[SUPPLIED TEXT]:
-- begin --
SONIC TRANSPORTS: THE RESIDENTS ESSAY, PART 6

George & James

American Madness

With Part Three of the Mole Trilogy still only a distant rumble, The Residents unleashed a new project: “The American Composer Series […] to be recorded during the final sixteen years of the 20th century (1984–2000). While each record will be released upon completion, the work, as a whole, will not be available until 2001 and will contain the works of not less than twenty composers.”[1] Volume I on this series is George & James – Gershwin and brown, respectively. The George side has an elaborate version of Rhapsody in Blue, along with covers of “I Got Rhythm” and “Summertime”; James, a reinvention of the 1962 Live at the Apollo album.

It isn’t like The Residents to publicly sign themselves up for a massive commitment like this. (It’ll be wild if they actually pull it off.) Ironically, though, my biggest problem with George & James is how much it is like The Residents; to me, the album sounds more like a retrenchment than an advance. It made a lot of sense for them to go all out creating an albumful of covers with The Third Reich ‘N Roll – but that was ten years ago. Their work has become richer, more complex and ramified: Five of the twelve cuts on The Tunes of Two Cities are covers, but the album isn’t about covering. Coming after Tunes, George & James – for all the virtuosity of its execution – seems surprisingly unambitious, a reworking of superficial aspects from their Chub (Rhapsody) and Mole (Apollo) musics.

Rustlers’ Rhapsody

But taken strictly on its own, George & James is pretty amazing. The Residents’ sense of humor is wilder than ever, and for George perhaps even more than James. They’ve never pulled a better practical joke than the siren that begins Rhapsody in Blue. (The klassic klarinet gesture just has to wriggle out of that wail as best it can.) Whenever I’ve introduced this album to friends, I’ve witnessed an inevitable chain of responses: They abruptly look to the window, startled over what emergency is going on out there are they dropping the big one?; then they shake their heads over the realization that North Louisiana’s phenomenal pop combo still can’t be taken for granted, not even after all these years. (I got hoaxed out the first time I heard it too.)

The Residents’ sensitivity to timbre and harmony has never been more limpidity beautiful, more spatially evocative, than in the rippling cords that highlight Rhapsody’s andantino theme. But they never wallow in the sound’s lushness, this album isn’t Gershwin in Technicolor. In fact, their Rhapsody in Blue strikes me as being only superficially about Gershwin. It’s really a commentary on the whole genre of electronic transcriptions, which means they’re alluding to artists as different as Tomita, Wendy Carlos, and Emerson, Lake, & Palmer. Rhapsody in Blue is their contribution to this tradition, but beware of geeks bearing gifts. By beating the Tomitas at their own game, The Residents demonstrate how vapid and timorous, how literally servile (to both composer and audience) the genre has become.[2] To quote Emerson, Ralph, & Waldo, “Wordsworth dismisses a whole regiment of poets from their vocation.”[3]

Of course, you can’t play this side and not hear Rhapsody in Blue in Technicolor; the piece is an emulator orgy. Which may be part of its problem – I don’t know whether it’s a quality peculiar to that machine, or something The Residents deliberately chose to characterize Rhapsody, but the sound is consistently thin and washed out. This texture can have an appeal of its own, but I tend to find the lack of presence vaguely frustrating, because it lowers the stakes somewhat, admitting precious little in the visceral department to match the surprise of that siren. The Residents toss out only one other bone, but at least it’s a good gnaw: the foghorn blast and wooden slam that close the penultimate section. The music has sparked into some real excitement by that point, reaching an alarmlike climax of spinning gears and tolling bells, and that eruption is the perfect capper.
-- end --
[WHAT YOU NEED TO DO]:
1 > In the Residents essay, which 1962 album does the James side reinvent?
2 > Go on with the Residents essay from its last sentence, in the same voice.

[Point annotations for photos]
-- begin --
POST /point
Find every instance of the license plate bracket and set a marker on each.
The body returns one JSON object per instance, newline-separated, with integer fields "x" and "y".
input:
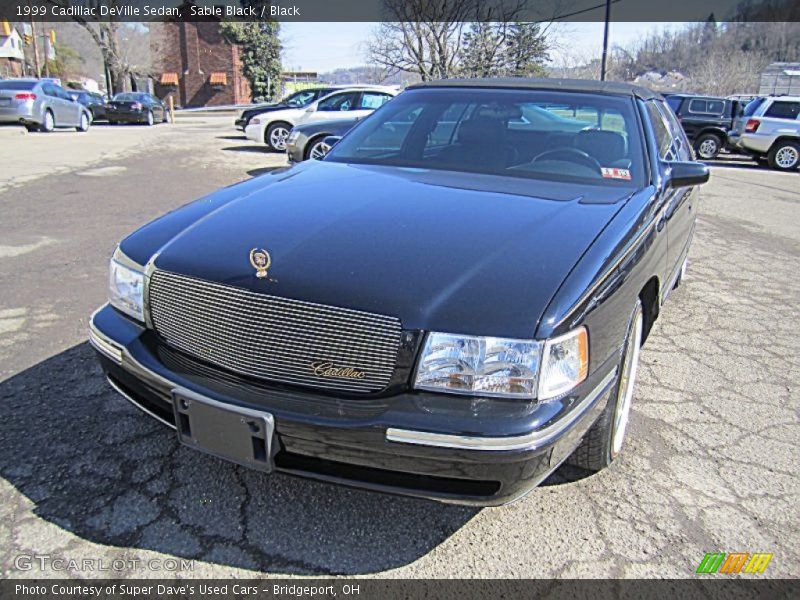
{"x": 238, "y": 434}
-- end --
[ANSWERS TO EACH TASK]:
1 > Live at the Apollo.

2 >
Shrewdly, The Residents rhythmically enliven the emulator thinness, energizing Rhapsody by constantly insinuating into it different machine-like hummings and revvings. Part of the pay-off is in laffs, because the piece is at its funniest when it’s the most literally mechanical – Gershwin’s agitato e misterioso locomotive becomes The Residents’ Calliope Express. But there’s also the music’s weird talent for making you feel like you’re inside the bowels of a huge machine. It presses you against idling dynamos with a claustrophobic subterranean intimacy equal to that of Mark of the Mole. These industrializations suggest the image of an imperturbable monolithic source of imminent power, and that’s pretty much what Rhapsody in Blue is these days, having become an Official American Classic. A situation The Residents would like to free up, hence their cover.

As for the other Gershwin cuts, “Summertime” is basically old business; Wrong-note Porgy and Bess meets the Fenris Wolf noises of Mark of the Mole. You get a good chance to study its qualities for a while and enjoy the low rumblings, the shimmering suggestion of voices – but it never touches the surrealistic intensity of “The Short War”‘s finale. “I Got Rhythm,” however, is a gem, full of surprises – most of them, not surprisingly, rhythmic: ominous cross-rhythms like distant war drums; mysterious sustained tones; a sensational percussive finale, lively and hot, with synthetic snare and maracas taking it all home. Well, almost home – they tack on a nifty ending that beeps the musical question, “Who could ask for anything more?” Not me, for sure: “I Got Rhythm” is the high point of George & James; The only piece on the album which effortlessly sustains its running time.

Yes, the album does become long-winded. Surrealism frequently embodies a special literalness: If you want to stop traffic by showing us a man with an apple floating in front of his face, both the man and the apple have to be represented accurately; otherwise the contrast between them disappears, taking your point along with it. In reinventing Rhapsody in Blue and Live at the Apollo, The Residents have been brutally literal-minded, all the way down to preserving Gershwin’s pyrotechnics and Brown’s verbosity. These are very weird pyrotechnics and verbosity, but the weirdness never travels further than the boundaries of the characters, and so George & James has its lulls. And when either side starts to drag, all The Residents can fall back on is the rhetoric of their adopted personae, which isn’t always enough.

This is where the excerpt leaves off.